* YOUR OBJECTIVE *
Please output everything in the rows below from the line containing "Practice step: locate the horse" down to the line containing "point(173, 197)", both lines included, as a JSON list of strings with one string per line and blank lines omitted.
#####
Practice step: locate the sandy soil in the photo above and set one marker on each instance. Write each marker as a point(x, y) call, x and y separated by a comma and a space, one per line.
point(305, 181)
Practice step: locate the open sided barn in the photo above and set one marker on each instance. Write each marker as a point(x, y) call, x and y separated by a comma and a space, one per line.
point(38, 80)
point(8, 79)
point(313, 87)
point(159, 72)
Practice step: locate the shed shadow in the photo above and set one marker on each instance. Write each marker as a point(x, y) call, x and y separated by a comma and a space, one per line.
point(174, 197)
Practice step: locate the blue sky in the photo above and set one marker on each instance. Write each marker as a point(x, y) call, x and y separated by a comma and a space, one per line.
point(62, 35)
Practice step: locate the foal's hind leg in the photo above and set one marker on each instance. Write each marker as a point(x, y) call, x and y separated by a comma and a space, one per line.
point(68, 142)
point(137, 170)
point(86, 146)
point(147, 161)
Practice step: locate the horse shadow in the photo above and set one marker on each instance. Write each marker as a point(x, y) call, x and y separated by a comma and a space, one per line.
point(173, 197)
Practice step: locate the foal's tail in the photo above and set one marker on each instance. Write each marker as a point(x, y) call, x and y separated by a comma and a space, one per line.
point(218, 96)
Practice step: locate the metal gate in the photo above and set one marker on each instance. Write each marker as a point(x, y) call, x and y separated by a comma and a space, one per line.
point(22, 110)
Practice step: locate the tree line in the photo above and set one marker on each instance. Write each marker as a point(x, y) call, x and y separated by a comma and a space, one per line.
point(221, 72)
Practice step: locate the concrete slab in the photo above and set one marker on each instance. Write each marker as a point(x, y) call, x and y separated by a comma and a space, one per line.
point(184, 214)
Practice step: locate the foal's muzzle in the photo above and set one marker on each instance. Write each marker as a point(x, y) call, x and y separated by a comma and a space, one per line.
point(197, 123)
#####
* SOLUTION *
[
  "Practice step: locate the horse shadow in the photo above and set one marker on each instance. Write each marker as a point(x, y) call, x and y separated by a comma and a space, one per line.",
  "point(173, 197)"
]